▶ [Problem to solve] Output every entry exactly, from the first line to the last.

(Raw records)
— start —
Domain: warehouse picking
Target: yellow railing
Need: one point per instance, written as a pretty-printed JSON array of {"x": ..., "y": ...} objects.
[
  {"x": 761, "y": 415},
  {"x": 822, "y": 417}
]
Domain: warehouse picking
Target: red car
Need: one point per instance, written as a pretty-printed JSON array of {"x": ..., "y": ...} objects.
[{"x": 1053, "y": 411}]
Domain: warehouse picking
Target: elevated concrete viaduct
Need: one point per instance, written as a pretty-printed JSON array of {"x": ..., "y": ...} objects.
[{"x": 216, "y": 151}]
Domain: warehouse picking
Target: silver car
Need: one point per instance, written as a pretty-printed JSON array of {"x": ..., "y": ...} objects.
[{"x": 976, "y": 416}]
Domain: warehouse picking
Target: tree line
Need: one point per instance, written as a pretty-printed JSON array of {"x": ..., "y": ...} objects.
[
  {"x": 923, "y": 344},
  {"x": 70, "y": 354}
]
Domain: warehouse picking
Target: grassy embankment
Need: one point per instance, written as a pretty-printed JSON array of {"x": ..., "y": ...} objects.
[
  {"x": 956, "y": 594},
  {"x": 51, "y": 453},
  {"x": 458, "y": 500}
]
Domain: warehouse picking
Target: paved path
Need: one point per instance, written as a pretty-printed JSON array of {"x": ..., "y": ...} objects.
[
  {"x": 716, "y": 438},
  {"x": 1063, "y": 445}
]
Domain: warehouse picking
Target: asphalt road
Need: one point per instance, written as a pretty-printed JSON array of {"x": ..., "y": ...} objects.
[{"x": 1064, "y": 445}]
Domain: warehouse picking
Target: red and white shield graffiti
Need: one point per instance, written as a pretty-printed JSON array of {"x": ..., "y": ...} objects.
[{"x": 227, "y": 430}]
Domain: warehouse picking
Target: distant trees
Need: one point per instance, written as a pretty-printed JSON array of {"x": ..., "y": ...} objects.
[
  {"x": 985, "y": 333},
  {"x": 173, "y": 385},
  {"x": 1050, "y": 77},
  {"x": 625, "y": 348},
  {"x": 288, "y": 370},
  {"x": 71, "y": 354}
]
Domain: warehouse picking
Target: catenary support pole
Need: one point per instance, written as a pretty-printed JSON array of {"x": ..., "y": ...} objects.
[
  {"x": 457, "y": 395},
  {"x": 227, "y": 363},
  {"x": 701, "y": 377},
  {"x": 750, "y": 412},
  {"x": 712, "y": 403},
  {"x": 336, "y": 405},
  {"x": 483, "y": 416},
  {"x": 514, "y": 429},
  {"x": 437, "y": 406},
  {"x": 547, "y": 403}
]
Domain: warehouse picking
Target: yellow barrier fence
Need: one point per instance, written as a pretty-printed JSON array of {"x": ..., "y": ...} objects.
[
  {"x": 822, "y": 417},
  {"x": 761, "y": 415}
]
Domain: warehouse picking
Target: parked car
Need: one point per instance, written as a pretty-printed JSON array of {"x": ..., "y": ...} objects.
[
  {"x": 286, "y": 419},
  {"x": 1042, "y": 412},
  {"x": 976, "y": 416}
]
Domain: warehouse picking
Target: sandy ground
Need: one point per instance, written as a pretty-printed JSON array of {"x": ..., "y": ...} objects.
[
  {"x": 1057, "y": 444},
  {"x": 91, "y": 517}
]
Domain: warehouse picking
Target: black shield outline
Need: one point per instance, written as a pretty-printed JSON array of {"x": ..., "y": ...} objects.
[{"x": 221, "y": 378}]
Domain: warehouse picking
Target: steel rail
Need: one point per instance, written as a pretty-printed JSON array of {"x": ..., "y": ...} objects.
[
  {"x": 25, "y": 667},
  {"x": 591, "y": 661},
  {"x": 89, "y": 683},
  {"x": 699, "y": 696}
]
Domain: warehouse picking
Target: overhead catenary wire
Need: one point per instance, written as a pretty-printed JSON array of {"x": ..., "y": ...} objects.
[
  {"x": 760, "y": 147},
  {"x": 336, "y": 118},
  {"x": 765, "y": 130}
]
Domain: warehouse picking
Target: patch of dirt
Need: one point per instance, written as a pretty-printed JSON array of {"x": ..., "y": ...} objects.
— end —
▶ [Solution to this problem]
Domain: warehouse picking
Target: yellow railing
Need: one point per instance, written as a pretty-printed JSON array of {"x": ..., "y": ...} objects.
[
  {"x": 761, "y": 415},
  {"x": 822, "y": 417}
]
Domain: warehouse picking
Target: red car
Need: one point per instance, written as a pretty-printed JSON array of {"x": ..., "y": ...} objects.
[{"x": 1053, "y": 411}]
Domain: warehouse picking
Target: elevated concrete viaduct
Need: one point per instance, written as a pretty-printed JSON array of {"x": ..., "y": ...} objects.
[{"x": 216, "y": 151}]
Domain: warehouse picking
Target: silver car
Need: one point per instance, written as a pretty-printed JSON array of {"x": ..., "y": ...} objects.
[{"x": 976, "y": 416}]
Domain: warehouse picking
Target: tree line
Need: one point per instance, written as a pretty-printed JSON array of {"x": ..., "y": ...} objects.
[
  {"x": 923, "y": 344},
  {"x": 70, "y": 354}
]
Domain: warehouse picking
Target: grassy embankment
Need: one point per instance, written as a pretty-printed JSON array of {"x": ..., "y": ...} objects.
[
  {"x": 956, "y": 594},
  {"x": 51, "y": 453},
  {"x": 458, "y": 500}
]
Domain: warehouse picking
Target: paved path
Need: one point per instance, written as a pretty-printed JSON array of {"x": ..., "y": ...} objects.
[
  {"x": 716, "y": 438},
  {"x": 1063, "y": 445}
]
Domain: warehouse picking
Target: asphalt road
Need: one point per instance, written as a pretty-printed JSON array of {"x": ..., "y": ...} objects.
[{"x": 1064, "y": 445}]
Domain: warehouse picking
Target: red and white shield graffiti
Need: one point per instance, written as a pretty-printed JSON array of {"x": ..., "y": ...} objects.
[{"x": 227, "y": 430}]
Domain: warehouse picking
Target: distant trees
Need: one point per instance, written as a pretty-printed JSON array of {"x": ..., "y": ...} objects.
[
  {"x": 985, "y": 333},
  {"x": 173, "y": 385},
  {"x": 1050, "y": 77},
  {"x": 625, "y": 348},
  {"x": 288, "y": 370},
  {"x": 71, "y": 354}
]
Domain: warehouse picking
Target: catenary support pole
Need: one point per instance, written as a pretty-printed JSON array of {"x": ..., "y": ...} objects.
[
  {"x": 457, "y": 395},
  {"x": 227, "y": 363},
  {"x": 701, "y": 377},
  {"x": 750, "y": 412},
  {"x": 712, "y": 403},
  {"x": 336, "y": 405},
  {"x": 483, "y": 416},
  {"x": 514, "y": 429},
  {"x": 437, "y": 406},
  {"x": 547, "y": 403}
]
Domain: warehouse picking
Target: yellow barrier fence
Need: one point per instance, written as a pretty-printed JSON array of {"x": ..., "y": ...} objects.
[
  {"x": 822, "y": 417},
  {"x": 761, "y": 415}
]
Domain: warehouse picking
Target: parked car
Need: one point per instance, written as a pretty-printed JSON array of {"x": ..., "y": ...} objects.
[
  {"x": 286, "y": 419},
  {"x": 1042, "y": 412},
  {"x": 976, "y": 416}
]
Domain: warehouse picking
Target: sandy ground
Need: one point per instance, written as a pretty-printed JSON array of {"x": ..., "y": ...} objects.
[
  {"x": 1057, "y": 444},
  {"x": 91, "y": 517}
]
Domain: warehouse picking
Target: black shield outline
Need: one point per instance, written as a pretty-printed JSON array of {"x": ..., "y": ...} objects.
[{"x": 221, "y": 378}]
Domain: warehouse picking
Target: steel rail
Need: one point per instance, written as a pretty-printed JSON array of {"x": ..., "y": ...} objects.
[
  {"x": 25, "y": 667},
  {"x": 591, "y": 661},
  {"x": 89, "y": 683},
  {"x": 699, "y": 696}
]
Domain: warehouse picking
Target: overhead catenary wire
Need: one point per instance, written as a pretty-printed JSON array of {"x": ..., "y": ...} objects.
[
  {"x": 760, "y": 147},
  {"x": 336, "y": 118},
  {"x": 765, "y": 130}
]
Domain: warehouse picking
Target: patch of dirt
Need: one point per instance, written as a pretty-printed JSON array of {"x": ..., "y": ...} objects.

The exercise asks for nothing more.